Direction A> Reproduce the code diff word for word, starting at "- // FIXME: if" and ending at "of the to-be-outlined region.".

SmallVector<Instruction *, 4> ToBeDeleted;
@@ -526,8 +528,7 @@
// Add some fake uses for OpenMP provided arguments.
ToBeDeleted.push_back(Builder.CreateLoad(TIDAddr, "tid.addr.use"));
- Instruction *ZeroAddrUse = Builder.CreateLoad(ZeroAddr, "zero.addr.use");
- ToBeDeleted.push_back(ZeroAddrUse);
+ ToBeDeleted.push_back(Builder.CreateLoad(ZeroAddr, "zero.addr.use"));
// ThenBB
// |
@@ -692,41 +693,19 @@
FunctionCallee TIDRTLFn =
getOrCreateRuntimeFunctionPtr(OMPRTL___kmpc_global_thread_num);
+ // Capture the outer parameters for the ParallelRegions.
+ captureParallelRegionParameters(CaptureAllocaInsPoint, OuterFn, Blocks,
+ TIDAddr, ZeroAddr);
+
auto PrivHelper = [&](Value &V) {
if (&V == TIDAddr || &V == ZeroAddr)
return;
- SetVector<Use *> Uses;
+ SmallVector<Use *, 8> Uses;
for (Use &U : V.uses())
if (auto *UserI = dyn_cast<Instruction>(U.getUser()))
if (ParallelRegionBlockSet.count(UserI->getParent()))
- Uses.insert(&U);
-
- // __kmpc_fork_call expects extra arguments as pointers. If the input
- // already has a pointer type, everything is fine. Otherwise, store the
- // value onto stack and load it back inside the to-be-outlined region. This
- // will ensure only the pointer will be passed to the function.
- // FIXME: if there are more than 15 trailing arguments, they must be
- // additionally packed in a struct.
- Value *Inner = &V;
- if (!V.getType()->isPointerTy()) {
- IRBuilder<>::InsertPointGuard Guard(Builder);
- LLVM_DEBUG(llvm::dbgs() << "Forwarding input as pointer: " << V << "\n");
-
- Builder.restoreIP(OuterAllocaIP);
- Value *Ptr =
- Builder.CreateAlloca(V.getType(), nullptr, V.getName() + ".reloaded");
-
- // Store to stack at end of the block that currently branches to the entry
- // block of the to-be-outlined region.
- Builder.SetInsertPoint(InsertBB,
- InsertBB->getTerminator()->getIterator());
- Builder.CreateStore(&V, Ptr);
-
- // Load back next to allocations in the to-be-outlined region.
- Builder.restoreIP(InnerAllocaIP);
- Inner = Builder.CreateLoad(Ptr);
- }
+ Uses.push_back(&U);
Value *ReplacementValue = nullptr;
CallInst *CI = dyn_cast<CallInst>(&V);
@@ -734,7 +713,7 @@
ReplacementValue = PrivTID;
} else {
Builder.restoreIP(
- PrivCB(InnerAllocaIP, Builder.saveIP(), V, *Inner, ReplacementValue));
+ PrivCB(InnerAllocaIP, Builder.saveIP(), V, ReplacementValue));
assert(ReplacementValue &&
"Expected copy/create callback to set replacement value!");
if (ReplacementValue == &V)

Rows>
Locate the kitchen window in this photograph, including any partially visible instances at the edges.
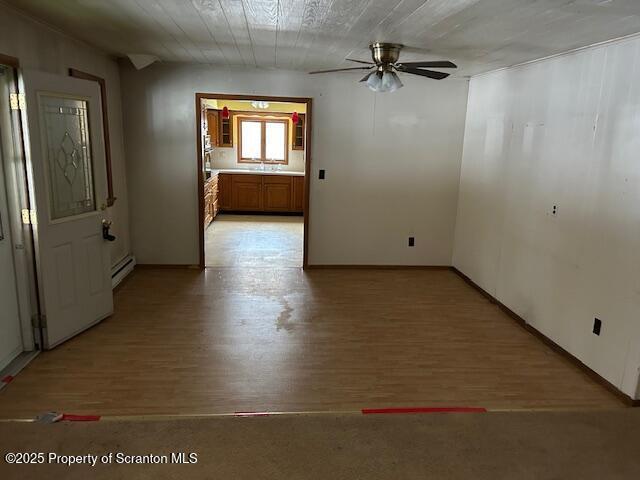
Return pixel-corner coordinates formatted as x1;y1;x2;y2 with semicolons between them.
238;117;289;165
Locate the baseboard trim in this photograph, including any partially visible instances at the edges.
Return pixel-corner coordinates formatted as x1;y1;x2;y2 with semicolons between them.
306;264;451;270
450;267;640;407
111;255;136;290
136;263;200;270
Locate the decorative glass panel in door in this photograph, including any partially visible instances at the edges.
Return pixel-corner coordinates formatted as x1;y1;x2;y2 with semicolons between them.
38;94;96;220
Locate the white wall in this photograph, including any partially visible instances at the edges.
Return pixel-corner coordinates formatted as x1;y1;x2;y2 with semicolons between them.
453;35;640;396
121;63;468;265
0;4;130;264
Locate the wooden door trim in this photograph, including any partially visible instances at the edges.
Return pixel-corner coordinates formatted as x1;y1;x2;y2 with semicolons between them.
195;92;313;269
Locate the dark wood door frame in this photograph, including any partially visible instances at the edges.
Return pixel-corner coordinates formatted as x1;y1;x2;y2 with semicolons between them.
196;93;313;269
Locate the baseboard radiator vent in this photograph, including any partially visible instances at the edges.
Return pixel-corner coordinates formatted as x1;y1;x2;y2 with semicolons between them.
111;255;136;288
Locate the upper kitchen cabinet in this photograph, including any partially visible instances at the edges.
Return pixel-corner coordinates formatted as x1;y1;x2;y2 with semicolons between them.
291;113;305;150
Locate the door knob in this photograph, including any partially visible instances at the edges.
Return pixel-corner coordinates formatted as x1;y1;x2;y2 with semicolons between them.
102;220;116;242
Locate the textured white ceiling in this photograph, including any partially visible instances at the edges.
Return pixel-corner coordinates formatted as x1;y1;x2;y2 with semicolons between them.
5;0;640;75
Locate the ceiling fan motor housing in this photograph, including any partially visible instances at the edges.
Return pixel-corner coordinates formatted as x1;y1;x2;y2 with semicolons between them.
369;42;402;65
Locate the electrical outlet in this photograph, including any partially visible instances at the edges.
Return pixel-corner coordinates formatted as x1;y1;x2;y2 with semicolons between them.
593;318;602;335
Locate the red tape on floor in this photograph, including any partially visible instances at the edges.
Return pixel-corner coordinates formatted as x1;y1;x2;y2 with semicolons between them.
60;413;100;422
362;407;487;415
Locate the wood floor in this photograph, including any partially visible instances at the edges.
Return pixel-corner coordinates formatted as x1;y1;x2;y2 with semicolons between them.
0;268;623;418
204;213;304;268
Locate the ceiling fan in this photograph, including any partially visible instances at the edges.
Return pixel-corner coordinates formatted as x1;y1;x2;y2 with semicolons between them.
309;42;458;92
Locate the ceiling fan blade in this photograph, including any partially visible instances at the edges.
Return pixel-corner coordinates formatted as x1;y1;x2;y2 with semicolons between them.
345;58;375;65
309;67;372;75
398;60;458;68
398;65;449;80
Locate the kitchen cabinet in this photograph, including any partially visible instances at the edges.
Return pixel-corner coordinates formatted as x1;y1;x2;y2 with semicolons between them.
218;173;304;213
262;175;292;212
231;174;263;212
291;113;305;150
218;112;233;147
204;175;219;228
218;173;233;210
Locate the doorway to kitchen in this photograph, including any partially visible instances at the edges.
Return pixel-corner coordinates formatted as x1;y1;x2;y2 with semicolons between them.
196;93;312;268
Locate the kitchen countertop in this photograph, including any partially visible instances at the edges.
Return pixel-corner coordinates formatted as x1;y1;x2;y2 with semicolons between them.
210;168;304;177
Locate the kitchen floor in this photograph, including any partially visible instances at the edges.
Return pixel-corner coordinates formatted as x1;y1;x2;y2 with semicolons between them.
204;214;304;267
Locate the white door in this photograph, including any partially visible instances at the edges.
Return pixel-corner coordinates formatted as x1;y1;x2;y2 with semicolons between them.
0;137;22;370
21;70;113;348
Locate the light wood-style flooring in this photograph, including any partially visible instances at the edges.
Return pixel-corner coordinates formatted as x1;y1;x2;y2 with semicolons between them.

Direction B> In the entries, take the lines starting at the one that contains "Locate the decorative" and ending at the one that contains "38;94;96;220", both included. Return only those lines, with "decorative" swapped for "ornamental" and everything else unchanged.

Worked solution A>
- // FIXME: if there are more than 15 trailing arguments, they must be
- // additionally packed in a struct.
- Value *Inner = &V;
- if (!V.getType()->isPointerTy()) {
- IRBuilder<>::InsertPointGuard Guard(Builder);
- LLVM_DEBUG(llvm::dbgs() << "Forwarding input as pointer: " << V << "\n");
-
- Builder.restoreIP(OuterAllocaIP);
- Value *Ptr =
- Builder.CreateAlloca(V.getType(), nullptr, V.getName() + ".reloaded");
-
- // Store to stack at end of the block that currently branches to the entry
- // block of the to-be-outlined region.

Worked solution B>
Locate the ornamental glass panel in door in this photograph, including any partially visible instances at the edges.
Return pixel-corner coordinates formatted as x1;y1;x2;y2 with semicolons between them.
38;94;96;220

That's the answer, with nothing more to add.